**Written instruction A**
Can you reproduce the ServiceStarter text below, word for word, from "If the services" up to and including "last component started."?

**Document text**

— Begin —

The Problem ServiceStarter Solves
In many event-driven systems, services execute independently but globally need to coordinate their lifecycle with each other. A service may require all downstream services to be started before starting and becoming available to accept upstream requests.
Similarly, if a downstream service becomes unavailable all upstream services will need to be notified and take appropriate actions, gracefully shutting down services starting with external-facing services and working back towards the failed service.
As systems grow, a complex graph of interdependent services quickly arises. The difficulty in correctly managing lifecycle overwhelms a handwritten manual solution and can result in brittle non-deterministic behavior that services may rely upon, or introduce transient failures.
ServiceStarter is a utility that manages the lifecycle of independent services, executing start and stop tasks associated with a particular service deterministically and at the correct time.
ServiceStarter Order Processing Example
Find the example here on GitHub.
A simulated order processing system forms the requirements for this example. An order gateway connects to an exchange and processes orders from market participants. Orders must make it to a running instance of the risk manager, and be recorded for audit.
If the services downstream of the gateway are not running, the gateway must be prevented from accepting new orders.
The goal of this example is to control the lifecycle of the independent services:
- Start all services in the correct order. The order gateway must be the last component started.
- Stop all services in the correct order. The order gateway must be the first component stopped.
- Stop/start service interactively ensure dependencies are stopped/started in the correct order.
- React to a random start/stop of a service and start/stop required dependencies.
- Optionally start/stop a service without causing other services to start or stop.
An internal order source submits orders that are not subject to the same PnL checks as external orders. The internal order source is controlled independently to the order gateway, although they share some common downstream components.
Running the Example
Run the executable jar in the dist directory start by cloning the project.
java -jar .\dist\servicestarter-orderprocessing-example.jar
Use the GUI to trigger start/stop of services. The triggering checkboxes control the automated response of ServiceManager to task completion and service status updates.
Service name | Description | Requires started services |
---|---|---|
orderGateway | Connects to exchange and receive orders | pnlCheck |
limitReader | Publishes limits for valid maximum/minimum order sizes | |
marketDataGateway | Publishes current market price for assets | |
pnlCheck | Validates an order is within limit size Off market rate check |
limitReader marketDataGateway orderProcessor |
orderProcessor | Validates order details | orderAudit riskManager |
internalOrderSource | Order from internal customers, no pnl check required | orderProcessor |
orderAudit | Records all valid orders for audit | |
riskManager | Manages risk |
Programming the Example
A single file Main defines the dependency relationship between services in accordance with the table above and builds a ServiceManager that will control the services. The GUI is a sample built for this tutorial and is not general purpose. The GUI registers as a status update listener and invokes methods on the ServiceManager.

— End —

**Listed records**
— Begin —

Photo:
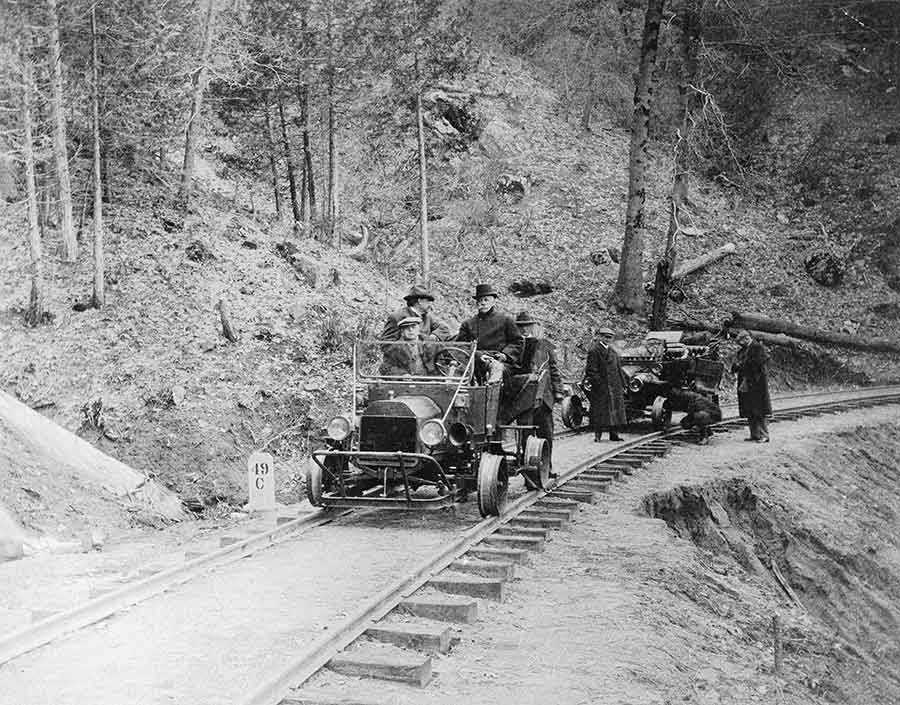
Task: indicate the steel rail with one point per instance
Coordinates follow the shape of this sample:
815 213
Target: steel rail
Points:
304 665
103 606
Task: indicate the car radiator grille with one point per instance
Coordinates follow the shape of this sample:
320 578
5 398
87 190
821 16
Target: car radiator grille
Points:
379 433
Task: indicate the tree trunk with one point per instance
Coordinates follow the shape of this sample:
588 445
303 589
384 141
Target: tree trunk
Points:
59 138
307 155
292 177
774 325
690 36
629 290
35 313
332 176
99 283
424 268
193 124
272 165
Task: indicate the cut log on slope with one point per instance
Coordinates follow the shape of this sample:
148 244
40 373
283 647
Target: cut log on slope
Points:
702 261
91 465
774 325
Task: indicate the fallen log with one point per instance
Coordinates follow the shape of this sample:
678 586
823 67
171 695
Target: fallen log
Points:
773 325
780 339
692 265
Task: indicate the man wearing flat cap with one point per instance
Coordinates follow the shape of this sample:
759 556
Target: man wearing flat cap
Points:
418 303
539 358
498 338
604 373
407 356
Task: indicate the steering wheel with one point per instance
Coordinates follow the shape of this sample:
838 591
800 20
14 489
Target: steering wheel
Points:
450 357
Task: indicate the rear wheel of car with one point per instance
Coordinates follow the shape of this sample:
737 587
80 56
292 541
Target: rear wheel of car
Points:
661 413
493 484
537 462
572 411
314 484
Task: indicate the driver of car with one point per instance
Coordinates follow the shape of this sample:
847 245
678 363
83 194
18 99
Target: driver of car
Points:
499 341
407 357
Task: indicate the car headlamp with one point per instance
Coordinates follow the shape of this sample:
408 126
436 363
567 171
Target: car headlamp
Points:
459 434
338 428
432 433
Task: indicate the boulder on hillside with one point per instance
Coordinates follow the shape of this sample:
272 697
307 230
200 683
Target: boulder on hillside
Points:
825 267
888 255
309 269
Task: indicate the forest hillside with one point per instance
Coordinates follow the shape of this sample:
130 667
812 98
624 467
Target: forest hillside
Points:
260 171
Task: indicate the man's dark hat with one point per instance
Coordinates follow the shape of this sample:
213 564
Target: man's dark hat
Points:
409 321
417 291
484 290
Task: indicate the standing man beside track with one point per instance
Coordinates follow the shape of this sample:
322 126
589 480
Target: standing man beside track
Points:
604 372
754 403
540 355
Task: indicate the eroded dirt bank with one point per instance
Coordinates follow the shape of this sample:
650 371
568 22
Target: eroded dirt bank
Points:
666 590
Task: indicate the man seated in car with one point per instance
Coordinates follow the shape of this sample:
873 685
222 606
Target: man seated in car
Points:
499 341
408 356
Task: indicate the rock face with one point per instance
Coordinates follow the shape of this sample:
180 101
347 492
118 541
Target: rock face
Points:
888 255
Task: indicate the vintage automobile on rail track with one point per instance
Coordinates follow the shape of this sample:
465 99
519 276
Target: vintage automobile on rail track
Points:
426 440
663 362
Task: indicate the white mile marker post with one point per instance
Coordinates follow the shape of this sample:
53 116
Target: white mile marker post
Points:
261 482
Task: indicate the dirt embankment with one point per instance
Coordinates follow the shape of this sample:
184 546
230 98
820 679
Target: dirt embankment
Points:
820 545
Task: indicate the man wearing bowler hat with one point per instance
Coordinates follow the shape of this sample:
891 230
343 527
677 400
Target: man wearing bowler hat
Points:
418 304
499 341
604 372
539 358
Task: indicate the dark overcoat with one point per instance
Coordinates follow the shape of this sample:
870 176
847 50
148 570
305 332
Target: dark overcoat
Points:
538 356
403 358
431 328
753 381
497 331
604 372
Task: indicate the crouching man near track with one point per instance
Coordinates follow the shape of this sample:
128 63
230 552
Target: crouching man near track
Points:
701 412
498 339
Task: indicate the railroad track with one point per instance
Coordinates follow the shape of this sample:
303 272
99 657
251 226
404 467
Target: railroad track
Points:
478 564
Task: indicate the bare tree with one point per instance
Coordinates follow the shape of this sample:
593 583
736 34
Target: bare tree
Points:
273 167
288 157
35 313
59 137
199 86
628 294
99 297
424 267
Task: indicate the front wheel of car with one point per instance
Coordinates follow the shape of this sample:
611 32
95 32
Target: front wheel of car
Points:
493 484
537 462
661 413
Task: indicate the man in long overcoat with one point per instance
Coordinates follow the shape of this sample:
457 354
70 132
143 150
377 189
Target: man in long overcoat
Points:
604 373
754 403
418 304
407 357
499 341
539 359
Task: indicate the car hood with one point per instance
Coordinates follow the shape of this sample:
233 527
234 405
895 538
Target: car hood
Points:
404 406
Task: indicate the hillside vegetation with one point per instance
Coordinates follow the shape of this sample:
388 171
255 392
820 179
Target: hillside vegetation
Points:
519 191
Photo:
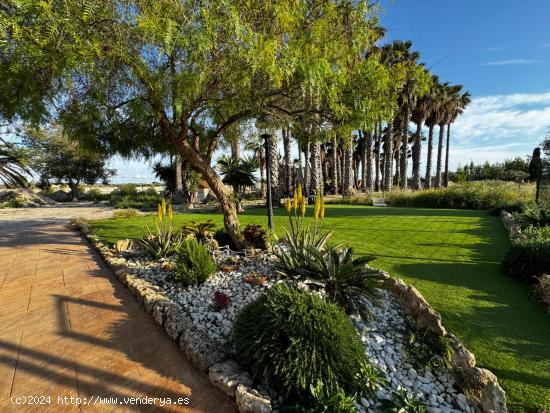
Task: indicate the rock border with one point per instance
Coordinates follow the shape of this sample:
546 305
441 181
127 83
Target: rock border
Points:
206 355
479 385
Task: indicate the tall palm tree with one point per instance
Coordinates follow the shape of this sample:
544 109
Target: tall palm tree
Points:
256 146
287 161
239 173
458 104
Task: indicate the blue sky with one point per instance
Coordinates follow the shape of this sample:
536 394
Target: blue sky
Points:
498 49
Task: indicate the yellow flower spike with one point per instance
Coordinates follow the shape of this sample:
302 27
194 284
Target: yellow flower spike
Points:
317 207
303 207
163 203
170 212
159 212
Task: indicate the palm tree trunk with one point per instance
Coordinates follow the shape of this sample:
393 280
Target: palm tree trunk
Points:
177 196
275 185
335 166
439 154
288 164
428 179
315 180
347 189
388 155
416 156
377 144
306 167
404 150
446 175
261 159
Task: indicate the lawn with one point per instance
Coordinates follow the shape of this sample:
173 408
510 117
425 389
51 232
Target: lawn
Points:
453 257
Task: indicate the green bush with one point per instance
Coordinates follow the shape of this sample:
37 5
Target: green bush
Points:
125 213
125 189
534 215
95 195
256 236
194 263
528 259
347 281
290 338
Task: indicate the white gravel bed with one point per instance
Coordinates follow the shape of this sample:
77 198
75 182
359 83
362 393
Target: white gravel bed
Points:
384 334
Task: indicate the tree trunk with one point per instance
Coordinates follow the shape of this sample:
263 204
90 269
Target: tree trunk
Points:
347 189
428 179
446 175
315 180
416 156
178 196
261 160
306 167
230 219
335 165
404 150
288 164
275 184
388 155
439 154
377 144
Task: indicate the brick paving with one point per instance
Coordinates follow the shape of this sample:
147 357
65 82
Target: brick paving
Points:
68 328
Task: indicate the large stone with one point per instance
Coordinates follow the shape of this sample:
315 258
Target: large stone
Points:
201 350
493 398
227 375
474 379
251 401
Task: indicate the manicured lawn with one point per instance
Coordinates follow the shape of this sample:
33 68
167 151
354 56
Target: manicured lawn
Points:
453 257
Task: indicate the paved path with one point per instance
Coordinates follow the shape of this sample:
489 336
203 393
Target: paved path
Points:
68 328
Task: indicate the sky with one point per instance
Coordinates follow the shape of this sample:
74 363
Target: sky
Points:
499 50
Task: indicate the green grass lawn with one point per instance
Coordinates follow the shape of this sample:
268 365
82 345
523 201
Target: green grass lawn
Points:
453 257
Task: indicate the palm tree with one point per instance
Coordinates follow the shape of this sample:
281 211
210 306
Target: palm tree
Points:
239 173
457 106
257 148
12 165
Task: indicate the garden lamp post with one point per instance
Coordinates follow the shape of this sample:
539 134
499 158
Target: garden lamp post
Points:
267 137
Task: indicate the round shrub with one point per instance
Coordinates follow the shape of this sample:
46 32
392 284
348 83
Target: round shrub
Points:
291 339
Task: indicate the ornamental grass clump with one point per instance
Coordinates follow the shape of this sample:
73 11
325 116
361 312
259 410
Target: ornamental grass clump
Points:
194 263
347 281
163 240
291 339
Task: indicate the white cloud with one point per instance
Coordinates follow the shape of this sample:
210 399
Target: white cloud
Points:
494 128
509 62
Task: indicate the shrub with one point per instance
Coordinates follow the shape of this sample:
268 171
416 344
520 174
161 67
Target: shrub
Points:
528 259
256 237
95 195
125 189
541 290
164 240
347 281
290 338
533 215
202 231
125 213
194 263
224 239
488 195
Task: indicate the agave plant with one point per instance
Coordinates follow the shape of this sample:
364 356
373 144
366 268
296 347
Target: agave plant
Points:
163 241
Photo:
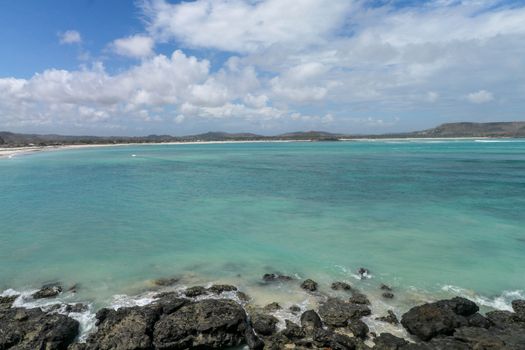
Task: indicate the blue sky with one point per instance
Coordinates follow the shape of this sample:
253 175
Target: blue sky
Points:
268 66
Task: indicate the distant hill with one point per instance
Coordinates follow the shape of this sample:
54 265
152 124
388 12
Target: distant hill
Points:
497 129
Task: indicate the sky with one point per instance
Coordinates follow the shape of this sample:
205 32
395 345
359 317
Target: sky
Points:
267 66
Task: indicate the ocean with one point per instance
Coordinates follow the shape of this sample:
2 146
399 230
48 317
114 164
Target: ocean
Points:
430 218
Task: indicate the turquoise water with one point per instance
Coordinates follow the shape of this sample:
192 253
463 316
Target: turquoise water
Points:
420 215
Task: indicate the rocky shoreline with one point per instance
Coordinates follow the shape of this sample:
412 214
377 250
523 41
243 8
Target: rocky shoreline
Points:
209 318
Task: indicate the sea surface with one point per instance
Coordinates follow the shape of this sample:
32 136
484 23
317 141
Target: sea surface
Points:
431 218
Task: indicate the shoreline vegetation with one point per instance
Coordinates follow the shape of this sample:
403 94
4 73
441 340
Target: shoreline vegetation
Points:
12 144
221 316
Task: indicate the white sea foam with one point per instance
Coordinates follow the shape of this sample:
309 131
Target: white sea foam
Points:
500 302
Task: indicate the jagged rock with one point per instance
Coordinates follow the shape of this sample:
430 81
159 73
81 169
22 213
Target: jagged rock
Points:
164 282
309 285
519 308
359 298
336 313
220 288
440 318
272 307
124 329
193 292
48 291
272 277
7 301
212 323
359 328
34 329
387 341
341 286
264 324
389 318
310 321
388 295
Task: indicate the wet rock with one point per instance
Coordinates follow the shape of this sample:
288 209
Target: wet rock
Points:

— End —
— Begin —

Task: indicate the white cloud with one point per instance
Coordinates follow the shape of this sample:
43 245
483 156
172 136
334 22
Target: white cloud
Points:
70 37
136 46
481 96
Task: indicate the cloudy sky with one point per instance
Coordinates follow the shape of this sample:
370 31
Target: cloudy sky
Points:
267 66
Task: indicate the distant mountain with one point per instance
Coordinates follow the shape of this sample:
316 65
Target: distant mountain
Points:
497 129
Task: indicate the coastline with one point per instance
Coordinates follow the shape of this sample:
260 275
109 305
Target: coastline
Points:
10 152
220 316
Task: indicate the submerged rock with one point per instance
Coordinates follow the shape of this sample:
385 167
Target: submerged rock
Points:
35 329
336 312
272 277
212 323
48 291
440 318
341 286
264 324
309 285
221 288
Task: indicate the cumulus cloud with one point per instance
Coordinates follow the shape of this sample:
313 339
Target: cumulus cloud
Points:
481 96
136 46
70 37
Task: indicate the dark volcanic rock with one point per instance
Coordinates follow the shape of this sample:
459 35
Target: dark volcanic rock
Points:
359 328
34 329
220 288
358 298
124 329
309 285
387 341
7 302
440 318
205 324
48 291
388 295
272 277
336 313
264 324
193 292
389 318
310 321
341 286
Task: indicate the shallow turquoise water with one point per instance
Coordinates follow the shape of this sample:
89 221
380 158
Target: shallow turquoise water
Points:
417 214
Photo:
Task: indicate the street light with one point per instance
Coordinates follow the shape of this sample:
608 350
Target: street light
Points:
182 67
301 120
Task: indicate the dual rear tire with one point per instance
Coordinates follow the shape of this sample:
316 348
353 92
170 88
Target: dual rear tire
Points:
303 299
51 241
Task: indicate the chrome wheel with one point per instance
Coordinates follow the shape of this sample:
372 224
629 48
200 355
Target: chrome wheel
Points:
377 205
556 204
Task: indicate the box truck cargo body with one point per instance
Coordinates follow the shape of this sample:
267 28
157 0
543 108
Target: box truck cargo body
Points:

— End —
— Begin —

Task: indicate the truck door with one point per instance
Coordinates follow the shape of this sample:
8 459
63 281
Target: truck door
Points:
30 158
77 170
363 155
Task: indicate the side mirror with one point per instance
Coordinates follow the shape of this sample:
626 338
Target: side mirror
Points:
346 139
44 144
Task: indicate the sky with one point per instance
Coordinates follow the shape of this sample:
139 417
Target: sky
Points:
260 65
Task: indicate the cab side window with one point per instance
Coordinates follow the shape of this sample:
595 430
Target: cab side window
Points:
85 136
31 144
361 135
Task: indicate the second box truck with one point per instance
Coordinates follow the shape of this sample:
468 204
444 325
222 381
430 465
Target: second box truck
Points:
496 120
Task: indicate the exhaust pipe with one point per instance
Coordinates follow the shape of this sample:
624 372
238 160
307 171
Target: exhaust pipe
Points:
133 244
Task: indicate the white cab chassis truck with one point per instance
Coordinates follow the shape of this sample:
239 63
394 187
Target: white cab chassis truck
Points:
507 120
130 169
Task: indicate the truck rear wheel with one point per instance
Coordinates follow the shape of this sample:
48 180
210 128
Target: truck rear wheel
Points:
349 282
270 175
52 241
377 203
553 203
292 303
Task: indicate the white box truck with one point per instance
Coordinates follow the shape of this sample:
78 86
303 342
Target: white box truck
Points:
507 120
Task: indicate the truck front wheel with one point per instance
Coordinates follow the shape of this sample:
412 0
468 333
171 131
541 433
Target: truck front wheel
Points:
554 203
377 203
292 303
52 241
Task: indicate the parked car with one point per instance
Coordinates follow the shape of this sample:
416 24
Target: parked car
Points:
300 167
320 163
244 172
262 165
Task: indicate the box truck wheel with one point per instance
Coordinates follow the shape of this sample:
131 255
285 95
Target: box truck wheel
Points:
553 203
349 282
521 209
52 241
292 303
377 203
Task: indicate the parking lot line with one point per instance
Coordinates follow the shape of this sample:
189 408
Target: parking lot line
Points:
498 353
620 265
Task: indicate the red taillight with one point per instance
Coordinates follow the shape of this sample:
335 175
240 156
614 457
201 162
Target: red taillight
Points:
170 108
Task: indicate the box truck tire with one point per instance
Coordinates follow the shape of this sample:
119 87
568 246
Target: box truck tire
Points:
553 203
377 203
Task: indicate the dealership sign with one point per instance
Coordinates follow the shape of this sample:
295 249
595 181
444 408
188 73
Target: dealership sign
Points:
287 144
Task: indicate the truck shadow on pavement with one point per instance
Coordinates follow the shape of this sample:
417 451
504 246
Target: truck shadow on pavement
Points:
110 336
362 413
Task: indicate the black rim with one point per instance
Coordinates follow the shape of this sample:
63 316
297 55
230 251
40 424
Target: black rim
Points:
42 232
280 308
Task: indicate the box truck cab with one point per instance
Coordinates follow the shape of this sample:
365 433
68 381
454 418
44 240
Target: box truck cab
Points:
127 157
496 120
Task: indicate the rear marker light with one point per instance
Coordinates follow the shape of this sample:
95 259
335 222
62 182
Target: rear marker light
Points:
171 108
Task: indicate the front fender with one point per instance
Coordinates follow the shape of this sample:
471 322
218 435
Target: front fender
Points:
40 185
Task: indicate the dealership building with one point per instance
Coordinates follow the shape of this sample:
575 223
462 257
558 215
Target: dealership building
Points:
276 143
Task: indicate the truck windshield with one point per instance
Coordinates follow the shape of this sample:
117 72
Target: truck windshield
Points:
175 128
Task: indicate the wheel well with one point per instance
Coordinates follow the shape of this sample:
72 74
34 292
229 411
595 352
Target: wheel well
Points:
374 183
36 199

— End —

**Written instruction B**
Which lines of the records above contain the string "long"? Locate and copy each such line in full, treating uppercase and lowercase as different.

**Response A**
If the services downstream of the gateway are not running, the gateway must be prevented from accepting new orders.
The goal of this example is to control the lifecycle of the independent services:
- Start all services in the correct order. The order gateway must be the last component started.

**Response B**
Task: indicate the man in long overcoat with one point per instance
Target: man in long overcoat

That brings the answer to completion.